◆ Exercise prompt:
Arrange every line of the material below as a Markdown table with the columns Row and Line. Number the lines in order, skip any blank lines, and leave the pictures out.
━━━━━━━━
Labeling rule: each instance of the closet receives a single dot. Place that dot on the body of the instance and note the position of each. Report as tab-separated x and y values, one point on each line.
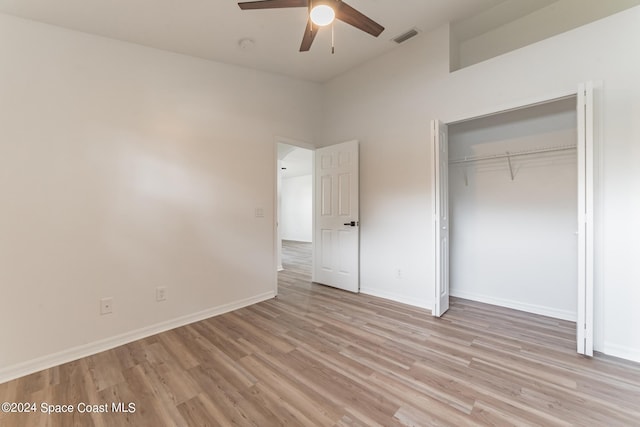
512	209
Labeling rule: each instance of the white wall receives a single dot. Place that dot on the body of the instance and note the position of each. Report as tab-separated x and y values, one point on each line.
513	242
123	169
297	215
387	105
559	16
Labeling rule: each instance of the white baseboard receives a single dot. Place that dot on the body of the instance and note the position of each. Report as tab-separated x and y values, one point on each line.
25	368
516	305
627	353
397	298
━━━━━━━━
◆ Written reply:
| Row | Line |
|---|---|
| 1 | Labeling rule: each instance of the closet receives a single dot. Place that dot on the body of the instance and note the position of each. Report as tab-separated x and y values, one point on each line. |
| 2 | 512	209 |
| 3 | Labeling rule: each instance of the white wall receives a single dot. Place that dot on the body of the instance and note the position of each. Report as tab-separated x and y values, one point on each line. |
| 4 | 513	242 |
| 5 | 123	169 |
| 6 | 297	215 |
| 7 | 387	105 |
| 8 | 559	16 |
| 9 | Labeling rule: each instance of the white baseboard receives a single dot. Place that dot on the body of the instance and note the position of each. Report as tab-separated x and y values, one point on each line. |
| 10 | 25	368 |
| 11 | 516	305 |
| 12 | 627	353 |
| 13 | 397	298 |